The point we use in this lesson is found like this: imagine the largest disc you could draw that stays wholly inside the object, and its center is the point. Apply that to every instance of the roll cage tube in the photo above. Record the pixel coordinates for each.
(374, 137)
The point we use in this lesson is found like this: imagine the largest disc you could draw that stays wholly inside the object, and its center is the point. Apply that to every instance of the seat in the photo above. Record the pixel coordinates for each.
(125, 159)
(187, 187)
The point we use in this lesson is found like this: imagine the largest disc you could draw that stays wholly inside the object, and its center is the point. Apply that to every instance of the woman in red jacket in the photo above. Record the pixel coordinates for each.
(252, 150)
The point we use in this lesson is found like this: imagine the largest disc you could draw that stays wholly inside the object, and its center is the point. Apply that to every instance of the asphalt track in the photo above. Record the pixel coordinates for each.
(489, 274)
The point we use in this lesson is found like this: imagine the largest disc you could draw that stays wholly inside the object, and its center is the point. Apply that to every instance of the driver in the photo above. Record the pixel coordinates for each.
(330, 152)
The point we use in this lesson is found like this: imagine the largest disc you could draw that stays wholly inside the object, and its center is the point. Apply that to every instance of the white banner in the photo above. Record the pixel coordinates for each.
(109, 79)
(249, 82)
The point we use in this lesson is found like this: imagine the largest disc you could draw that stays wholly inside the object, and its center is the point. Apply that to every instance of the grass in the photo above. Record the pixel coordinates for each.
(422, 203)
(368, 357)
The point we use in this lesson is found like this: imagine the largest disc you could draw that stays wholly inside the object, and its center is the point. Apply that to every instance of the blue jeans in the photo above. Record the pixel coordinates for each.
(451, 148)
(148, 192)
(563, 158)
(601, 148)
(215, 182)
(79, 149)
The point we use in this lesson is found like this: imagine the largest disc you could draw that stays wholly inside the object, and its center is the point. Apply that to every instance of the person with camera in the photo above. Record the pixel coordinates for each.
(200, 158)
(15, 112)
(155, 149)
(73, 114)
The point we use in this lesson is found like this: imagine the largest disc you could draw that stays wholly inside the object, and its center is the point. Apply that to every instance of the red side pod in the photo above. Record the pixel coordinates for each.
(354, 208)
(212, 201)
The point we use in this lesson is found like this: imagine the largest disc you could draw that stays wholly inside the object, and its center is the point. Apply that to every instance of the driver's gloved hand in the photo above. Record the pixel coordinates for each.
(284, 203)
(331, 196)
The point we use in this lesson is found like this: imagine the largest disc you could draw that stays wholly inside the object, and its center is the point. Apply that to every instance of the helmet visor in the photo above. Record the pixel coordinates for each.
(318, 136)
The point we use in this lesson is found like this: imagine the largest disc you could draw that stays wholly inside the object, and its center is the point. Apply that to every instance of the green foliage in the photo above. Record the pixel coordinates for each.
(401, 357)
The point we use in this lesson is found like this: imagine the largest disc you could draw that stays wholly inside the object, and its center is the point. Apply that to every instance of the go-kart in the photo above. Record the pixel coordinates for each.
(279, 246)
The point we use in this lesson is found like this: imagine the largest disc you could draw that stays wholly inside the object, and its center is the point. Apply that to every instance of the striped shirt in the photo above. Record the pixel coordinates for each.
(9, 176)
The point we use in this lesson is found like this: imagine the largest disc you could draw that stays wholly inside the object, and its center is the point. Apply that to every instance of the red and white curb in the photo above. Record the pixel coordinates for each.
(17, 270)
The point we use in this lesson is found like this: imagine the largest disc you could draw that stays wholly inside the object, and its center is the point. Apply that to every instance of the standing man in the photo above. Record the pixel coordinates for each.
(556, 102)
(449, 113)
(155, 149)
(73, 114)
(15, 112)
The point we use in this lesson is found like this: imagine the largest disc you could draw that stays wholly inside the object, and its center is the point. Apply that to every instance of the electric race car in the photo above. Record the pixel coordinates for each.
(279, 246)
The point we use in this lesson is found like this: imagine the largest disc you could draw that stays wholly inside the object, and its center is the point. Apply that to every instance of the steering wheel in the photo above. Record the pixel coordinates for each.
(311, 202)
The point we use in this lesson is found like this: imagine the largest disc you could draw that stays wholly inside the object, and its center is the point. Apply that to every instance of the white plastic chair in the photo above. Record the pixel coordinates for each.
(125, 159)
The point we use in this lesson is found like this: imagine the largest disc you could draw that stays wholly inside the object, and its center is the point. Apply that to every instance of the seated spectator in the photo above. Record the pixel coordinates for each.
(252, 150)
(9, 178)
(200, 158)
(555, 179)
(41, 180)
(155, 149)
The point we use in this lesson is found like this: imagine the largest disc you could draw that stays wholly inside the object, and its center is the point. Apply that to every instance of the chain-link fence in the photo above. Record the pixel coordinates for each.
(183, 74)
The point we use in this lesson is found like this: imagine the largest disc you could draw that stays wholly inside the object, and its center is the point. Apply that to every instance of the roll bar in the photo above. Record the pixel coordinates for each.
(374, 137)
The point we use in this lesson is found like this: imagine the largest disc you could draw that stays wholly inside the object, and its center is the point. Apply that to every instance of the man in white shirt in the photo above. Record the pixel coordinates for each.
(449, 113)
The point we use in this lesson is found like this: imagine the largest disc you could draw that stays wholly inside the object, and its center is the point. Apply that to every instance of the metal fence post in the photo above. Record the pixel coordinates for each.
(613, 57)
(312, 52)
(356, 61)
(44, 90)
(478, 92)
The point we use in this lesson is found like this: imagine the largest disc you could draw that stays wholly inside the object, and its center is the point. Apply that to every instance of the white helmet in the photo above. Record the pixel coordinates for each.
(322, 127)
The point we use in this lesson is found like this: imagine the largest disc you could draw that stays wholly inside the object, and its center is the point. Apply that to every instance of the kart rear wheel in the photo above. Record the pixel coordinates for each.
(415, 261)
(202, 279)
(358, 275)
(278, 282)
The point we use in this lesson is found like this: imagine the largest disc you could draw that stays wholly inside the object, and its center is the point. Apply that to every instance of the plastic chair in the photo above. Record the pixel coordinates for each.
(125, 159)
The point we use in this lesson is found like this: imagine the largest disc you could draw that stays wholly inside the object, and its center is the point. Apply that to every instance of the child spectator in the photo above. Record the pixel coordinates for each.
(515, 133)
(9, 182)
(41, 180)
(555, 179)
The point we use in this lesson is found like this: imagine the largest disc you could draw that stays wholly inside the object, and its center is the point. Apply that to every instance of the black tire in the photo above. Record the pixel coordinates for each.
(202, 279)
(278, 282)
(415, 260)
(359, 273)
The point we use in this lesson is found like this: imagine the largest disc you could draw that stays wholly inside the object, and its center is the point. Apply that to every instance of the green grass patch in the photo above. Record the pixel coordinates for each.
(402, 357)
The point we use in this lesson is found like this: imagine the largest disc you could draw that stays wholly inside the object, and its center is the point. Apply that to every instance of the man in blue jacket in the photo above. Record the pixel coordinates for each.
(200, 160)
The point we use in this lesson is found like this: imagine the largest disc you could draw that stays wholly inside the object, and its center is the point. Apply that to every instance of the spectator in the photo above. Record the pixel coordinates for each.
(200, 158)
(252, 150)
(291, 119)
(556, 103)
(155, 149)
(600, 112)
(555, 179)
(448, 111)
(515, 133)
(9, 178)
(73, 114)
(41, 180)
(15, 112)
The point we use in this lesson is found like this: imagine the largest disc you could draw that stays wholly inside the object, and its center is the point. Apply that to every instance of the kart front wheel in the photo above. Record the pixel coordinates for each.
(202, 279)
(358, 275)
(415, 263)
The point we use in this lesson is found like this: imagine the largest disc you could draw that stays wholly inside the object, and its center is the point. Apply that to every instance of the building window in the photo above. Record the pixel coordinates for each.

● ● ● ●

_TASK OBJECTIVE_. Each line in the data is to be written out precisely.

_OUTPUT_.
The point we use in this lesson is found like this: imagine the largest disc you could draw that stays wholly inside the object, and its center is the point. Apply that to every instance of the roll cage tube in the photo above. Record the pixel coordinates for each.
(374, 137)
The point we use in this lesson is found like this: imagine the largest disc you could draw that stays wholly inside the object, and its center is the point. Apply that to every instance of the seat in the photo above. Record the pixel coordinates for each.
(125, 159)
(187, 187)
The point we use in this lesson is found like this: imagine the largest disc you could draw that stays wholly inside the object, and its center is the point. Apply that to every instance of the woman in red jacket in the photo above. Record the pixel coordinates for each.
(252, 150)
The point we use in this lesson is found like this: imagine the largest disc you could draw that stays wholly inside the object, and its center is the point. Apply that to every instance of the asphalt track in the photo above. Record the pixel coordinates for each.
(489, 274)
The point we use in this lesson is found like this: imagine the largest disc you could draw that stays wholly inside the object, and its center is the point. Apply that to every instance of the driver in the photo above. Record the pixel coordinates for each.
(330, 152)
The point we use in this lesson is found like this: imagine the largest disc you could draw that stays wholly inside the object, and its center is the point. Apply that to every instance of the white banner in the photo above. Record the pixel coordinates for each.
(109, 79)
(249, 82)
The point we use in this lesson is found like this: imagine the largest disc you could draw that stays wholly inside the object, and its center is the point. Apply that to every instance of the grass in the photo above. Record the pixel coordinates for each.
(422, 203)
(368, 357)
The point we use in this lesson is found like this: imagine the largest disc you could draw that stays wholly inside the object, and its center is the point. Apply that to every instance of the blue jeans in the photo above. Record the pixel coordinates for each.
(451, 148)
(148, 192)
(563, 158)
(601, 148)
(215, 182)
(79, 149)
The point we use in this lesson is found like this: imagine the largest disc you could draw that stays wholly inside the object, and its center is the point. Apply that to every instance of the person with camera in the photo above. Record the pixel coordinates for each.
(200, 158)
(15, 112)
(155, 149)
(73, 114)
The point we use in this lesson is found like this: imagine the largest disc you could draw that stays wholly inside the object, and its center is the point. Apply that to every instance of the red side pod in the photo above. Record the pixel coordinates for each.
(354, 208)
(212, 201)
The point we use in this lesson is found like this: imagine the largest disc you could draw that stays wholly inside the object, and its center is the point. Apply that to every instance of the driver's gloved hand in the photo above. Record the pixel coordinates for each.
(284, 203)
(331, 196)
The point we use in this lesson is found like this: imagine the largest disc you could draw that stays wholly inside the object, and its center is the point. Apply that to every instance of the helmet visor in the photo above. Record the pixel coordinates for each.
(318, 136)
The point we use in this lesson is found like this: imagine the largest disc you could draw that stays wholly inside the object, and its center is the point. Apply that to every instance of the green foliage in the photo above. Record the pixel coordinates for each.
(401, 357)
The point we use in this lesson is found like this: imagine the largest disc you could draw that stays wholly inside the object, and its center is the point. Apply that to every instance of the go-kart in the photo above. Record the pixel coordinates for each.
(279, 246)
The point we use in this lesson is found like this: imagine the largest disc you could draw that stays wholly inside the object, and its center is the point. Apply that to every instance of the striped shirt in the photo above. Record the pixel coordinates for each.
(9, 176)
The point we use in this lesson is found like this: imagine the largest disc you could draw that stays wholly inside the object, and its center is the point. Apply that to every instance of the red and white curb in the photo above. Record the pixel coordinates for each.
(17, 270)
The point we use in this lesson is found like this: imagine the largest disc you could draw that stays wholly inside the object, and its center is the point. Apply that to every instance of the standing man in the photo above. Record the pixel coordinates for each.
(556, 102)
(449, 113)
(155, 149)
(73, 114)
(15, 112)
The point we use in this lesson is found like this: imagine the largest disc you could draw that stays wholly inside the object, and its center is the point. Apply that to every instance of the electric race car in the photo above. Record the pixel coordinates for each.
(279, 246)
The point we use in this lesson is found like this: imagine the largest disc you could draw that stays wholly inside the object, and its center is the point. Apply that to every instance of the steering wheel in the photo above. Record the pixel coordinates for each.
(311, 202)
The point we use in this lesson is found like this: imagine the largest disc you could draw that stays wholly inside the object, and its center is the point. Apply that to every instance of the white plastic chair in the photo above. Record the pixel coordinates for each.
(125, 159)
The point we use in this lesson is found like this: imagine the largest disc you could draw that stays wholly inside the object, and its center is the point. Apply that to every instance of the seated spectator in the photo above. Record the pixel coordinates for each.
(252, 150)
(9, 178)
(200, 158)
(555, 179)
(41, 180)
(155, 149)
The point we use in this lesson is found like this: imagine the largest disc you could draw that stays wholly inside the object, and its center is the point. Apply that to every instance of the chain-link fence in the photo above. Record the pixel coordinates for each.
(183, 74)
The point we use in this lesson is found like this: imagine the largest disc you could draw that stays wholly inside the object, and its center is the point. Apply that to every instance of the roll bar in the photo above. Record the pixel coordinates for each.
(374, 137)
The point we use in this lesson is found like this: imagine the largest disc you could draw that stays wholly inside the object, and its center is the point. Apply that to every instance of the man in white shirt in the photo above. Record the pixel coordinates for each.
(449, 113)
The point we use in this lesson is found like this: imagine the largest disc you could draw that stays wholly inside the object, and its center is the point. Apply that to every instance of the metal fence post in the photo above. Record the pixel coordinates for each.
(613, 57)
(312, 52)
(356, 61)
(44, 90)
(478, 92)
The point we use in this lesson is found like this: imagine the largest disc you could draw that stays wholly inside the object, and its center is the point. Apply that to every instance of the white helmet in the photo above. Record the pixel coordinates for each.
(322, 127)
The point we use in this lesson is found like this: imagine the largest disc you could draw that stays wholly inside the object, and its center is the point. Apply that to every instance of the kart rear wheel in the photo above. Record the pixel coordinates for each.
(415, 261)
(202, 279)
(358, 275)
(278, 282)
The point we use in this lesson is found like this: imagine the largest disc you could draw that stays wholly inside the object, and its center is the point. Apply that to every instance of the plastic chair in the photo above. Record the pixel coordinates for each.
(125, 159)
The point we use in this lesson is found like this: imagine the largest disc you could draw that stays wholly inside the object, and its center is the point. Apply that to every instance of the child spectator in the photo above. Record the pixel coordinates for each.
(515, 133)
(9, 182)
(41, 180)
(555, 179)
The point we use in this lesson is found like this: imagine the largest disc you could draw that stays wholly inside the object, and its center is the point. Apply that to every instance of the black tire in the photo above. Record the pixel coordinates for each.
(202, 279)
(278, 282)
(415, 260)
(359, 273)
The point we use in this lesson is found like this: imagine the largest disc you could draw that stays wholly inside the object, and its center is the point. Apply that to every instance of the green grass patch in the photo above. Record the pixel coordinates for each.
(402, 357)
The point we use in this lesson is found like this: imagine the largest disc you could draw that stays wholly inside the object, and its center is the point. Apply that to every instance of the man in blue jacket in the photo above. Record the pixel coordinates for each.
(200, 160)
The point we use in this lesson is found like this: imagine the largest disc you could draw that stays wholly inside the object, and its center is the point. Apply that to every instance of the spectator in the photo above. Record the pixel coordinates for each.
(200, 158)
(252, 150)
(291, 119)
(556, 103)
(155, 149)
(600, 112)
(555, 179)
(448, 111)
(515, 133)
(9, 178)
(73, 114)
(41, 180)
(15, 112)
The point we use in this lesson is found like this: imagine the largest disc you could draw that stays wholly inside the object, and its center is the point. Apply that to every instance of the kart front wheel in the photo above. Record the pixel coordinates for each.
(202, 279)
(358, 275)
(415, 263)
The point we use in this lesson is found like this: imagine the largest disc you could draw that stays wholly inside the object, and its center is the point. Apply that to every instance of the building window in the photo above. Record the pixel coordinates for each.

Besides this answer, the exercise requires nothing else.